Copy the material word for word, from its first line through the line that contains "Please answer as", including that line.
┌──
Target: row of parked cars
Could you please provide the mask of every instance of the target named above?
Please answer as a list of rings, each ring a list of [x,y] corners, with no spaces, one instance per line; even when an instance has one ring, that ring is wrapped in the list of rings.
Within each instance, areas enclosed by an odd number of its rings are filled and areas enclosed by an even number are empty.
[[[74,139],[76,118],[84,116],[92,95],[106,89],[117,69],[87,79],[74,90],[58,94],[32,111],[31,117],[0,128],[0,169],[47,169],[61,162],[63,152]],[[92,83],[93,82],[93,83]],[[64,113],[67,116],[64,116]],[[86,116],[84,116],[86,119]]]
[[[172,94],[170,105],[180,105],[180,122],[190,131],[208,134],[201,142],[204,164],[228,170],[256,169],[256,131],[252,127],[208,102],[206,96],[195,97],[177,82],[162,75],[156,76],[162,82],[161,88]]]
└──
◆ **Solved exercise**
Target: row of parked cars
Could you please provide the mask of every instance of the target named above?
Please answer as a list of rings, each ring a list of [x,y] corners, with no spaces, one instance per line; even when an instance has one ring, that ring is wrapped in the list of rings.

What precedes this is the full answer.